* [Selected passage]
= = = = =
At the same time, I undertook a successful pilot in which I retained pre-recorded lectures but increased in-person teaching from one-hour weekly seminars to two-hour weekly workshops. Student attendance, attainment, engagement and satisfaction increased as a result. Students were able to study on their own schedules and also felt confident that the workshops were there to support them. In short, they saw the value of class. Here are some further methods you can try to show the value of attending:
Community and belonging within module design
We must see it as our responsibility to build community and belonging into modules. Encourage students to work in “pods” and small groups around campus to prepare for scheduled contact time. Active, peer-led learning ensures that students develop effective communication skills, and this in turn facilitates confident discussions in class.
On my modules, attendance was high even in the final week of the semester at 9am. Students developed a strong sense of community and belonging, often working with other workshop groups synchronously using collaborative docs and meeting up together in pods to facilitate their own version of “watch parties”.
Safe spaces
Communities of care must be built on respect. Be aware of sensitive topics and how to provide a safe space for students to engage with them. The sensitive nature of my module on the sex industry means it’s important that students have control over the direction and pace of their learning. Try providing a visual navigation grid at the start of the semester that gives students an “at-a-glance” view of the module content. This means they can easily pinpoint areas they are interested in, but more importantly when it comes to sensitive topics, it provides a clear pathway for the module and a heads-up on any themes they may find difficult/triggering.
Greening the campus and breaking free of the class “room”
Making use of green spaces on campus is excellent for students who wish to be outside. Being in green space is excellent for well-being and academic performance, and many universities are actively (re)imagining their estate to provide more outdoor study spaces. This is particularly important given how many students experienced no outdoor space, or extremely limited access to outdoor space, during lockdowns. Outdoor study also helps students feel connected to issues of sustainability and climate justice.
= = = = =
* [Data supplied]
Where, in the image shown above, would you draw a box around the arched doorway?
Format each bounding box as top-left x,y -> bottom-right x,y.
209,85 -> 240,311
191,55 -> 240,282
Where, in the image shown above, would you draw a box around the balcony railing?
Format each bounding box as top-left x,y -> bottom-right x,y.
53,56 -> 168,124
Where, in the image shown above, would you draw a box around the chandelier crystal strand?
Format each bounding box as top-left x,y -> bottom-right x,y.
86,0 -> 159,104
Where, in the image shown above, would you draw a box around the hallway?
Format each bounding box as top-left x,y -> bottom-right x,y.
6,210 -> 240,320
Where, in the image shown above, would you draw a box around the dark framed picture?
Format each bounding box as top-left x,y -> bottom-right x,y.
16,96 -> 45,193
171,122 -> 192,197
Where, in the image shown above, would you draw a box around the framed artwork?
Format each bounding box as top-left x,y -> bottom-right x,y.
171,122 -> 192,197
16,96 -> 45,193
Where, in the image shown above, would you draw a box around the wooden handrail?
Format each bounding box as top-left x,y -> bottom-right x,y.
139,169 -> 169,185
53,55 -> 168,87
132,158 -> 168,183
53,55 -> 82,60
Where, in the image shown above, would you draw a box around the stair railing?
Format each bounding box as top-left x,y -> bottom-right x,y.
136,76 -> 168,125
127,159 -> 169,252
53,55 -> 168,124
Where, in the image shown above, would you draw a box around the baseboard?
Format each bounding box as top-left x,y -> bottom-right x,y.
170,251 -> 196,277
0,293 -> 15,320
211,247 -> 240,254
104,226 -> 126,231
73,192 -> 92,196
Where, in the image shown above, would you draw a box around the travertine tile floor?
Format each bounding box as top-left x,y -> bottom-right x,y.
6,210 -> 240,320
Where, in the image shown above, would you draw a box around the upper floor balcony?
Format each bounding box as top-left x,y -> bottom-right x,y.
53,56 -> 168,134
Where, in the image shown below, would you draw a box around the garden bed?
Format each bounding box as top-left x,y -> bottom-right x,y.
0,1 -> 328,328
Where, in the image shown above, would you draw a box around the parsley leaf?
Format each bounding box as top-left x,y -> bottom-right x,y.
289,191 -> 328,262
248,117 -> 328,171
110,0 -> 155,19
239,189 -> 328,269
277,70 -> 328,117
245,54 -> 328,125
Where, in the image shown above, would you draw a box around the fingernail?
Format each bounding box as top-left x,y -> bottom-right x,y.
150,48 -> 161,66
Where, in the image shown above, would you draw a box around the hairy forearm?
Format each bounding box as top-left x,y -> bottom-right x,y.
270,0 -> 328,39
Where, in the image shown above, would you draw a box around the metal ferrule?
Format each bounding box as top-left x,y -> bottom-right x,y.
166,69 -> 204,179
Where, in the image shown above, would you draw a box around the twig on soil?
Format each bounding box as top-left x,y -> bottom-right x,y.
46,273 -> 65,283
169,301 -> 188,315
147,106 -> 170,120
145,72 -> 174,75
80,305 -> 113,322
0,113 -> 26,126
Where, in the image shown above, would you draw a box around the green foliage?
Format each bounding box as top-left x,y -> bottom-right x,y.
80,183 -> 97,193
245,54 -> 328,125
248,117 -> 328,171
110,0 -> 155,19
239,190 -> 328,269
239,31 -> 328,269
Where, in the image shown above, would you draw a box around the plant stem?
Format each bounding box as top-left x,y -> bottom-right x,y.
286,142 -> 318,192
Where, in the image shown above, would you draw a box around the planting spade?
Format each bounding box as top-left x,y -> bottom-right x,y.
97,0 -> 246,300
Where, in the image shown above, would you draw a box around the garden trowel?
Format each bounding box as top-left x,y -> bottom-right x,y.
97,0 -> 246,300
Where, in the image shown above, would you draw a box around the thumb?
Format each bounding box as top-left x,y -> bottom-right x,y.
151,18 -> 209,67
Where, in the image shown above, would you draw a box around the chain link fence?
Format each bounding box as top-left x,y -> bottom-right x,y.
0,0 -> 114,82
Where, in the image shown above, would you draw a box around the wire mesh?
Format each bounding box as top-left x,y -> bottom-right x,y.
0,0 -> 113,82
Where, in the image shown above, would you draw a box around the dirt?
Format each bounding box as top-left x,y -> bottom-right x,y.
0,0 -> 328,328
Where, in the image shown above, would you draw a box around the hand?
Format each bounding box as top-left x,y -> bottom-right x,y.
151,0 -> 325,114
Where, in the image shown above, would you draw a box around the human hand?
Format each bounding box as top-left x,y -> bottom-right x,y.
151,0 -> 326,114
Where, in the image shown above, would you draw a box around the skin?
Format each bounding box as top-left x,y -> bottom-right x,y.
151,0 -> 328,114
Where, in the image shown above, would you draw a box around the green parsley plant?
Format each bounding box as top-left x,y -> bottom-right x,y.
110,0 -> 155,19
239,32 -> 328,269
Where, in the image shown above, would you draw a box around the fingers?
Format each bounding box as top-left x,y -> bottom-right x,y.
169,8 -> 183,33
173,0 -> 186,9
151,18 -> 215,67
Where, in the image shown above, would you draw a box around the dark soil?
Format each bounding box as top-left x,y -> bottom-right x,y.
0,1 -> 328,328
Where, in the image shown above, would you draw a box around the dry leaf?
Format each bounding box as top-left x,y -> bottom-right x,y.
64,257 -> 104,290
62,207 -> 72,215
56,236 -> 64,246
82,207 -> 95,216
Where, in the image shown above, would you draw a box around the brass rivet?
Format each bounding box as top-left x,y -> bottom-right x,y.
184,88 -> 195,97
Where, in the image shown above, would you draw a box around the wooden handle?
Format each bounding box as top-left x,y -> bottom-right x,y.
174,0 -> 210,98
= = = = =
* [Requirement 1]
Summarize the passage on in-person teaching in two sentences.
* [Requirement 2]
Write out the passage on in-person teaching between "Safe spaces" and "may find difficult/triggering.", inclusive.

* [Worked solution 1]
A pilot that kept pre-recorded lectures but expanded in-person teaching from one-hour weekly seminars to two-hour weekly workshops increased student attendance, attainment, engagement and satisfaction. The passage then offers further methods to show the value of attending: building community and belonging into modules through peer-led work in pods and small groups, creating safe spaces for sensitive topics with a visual navigation grid, and using green spaces on campus for outdoor study.

* [Worked solution 2]
Safe spaces
Communities of care must be built on respect. Be aware of sensitive topics and how to provide a safe space for students to engage with them. The sensitive nature of my module on the sex industry means it’s important that students have control over the direction and pace of their learning. Try providing a visual navigation grid at the start of the semester that gives students an “at-a-glance” view of the module content. This means they can easily pinpoint areas they are interested in, but more importantly when it comes to sensitive topics, it provides a clear pathway for the module and a heads-up on any themes they may find difficult/triggering.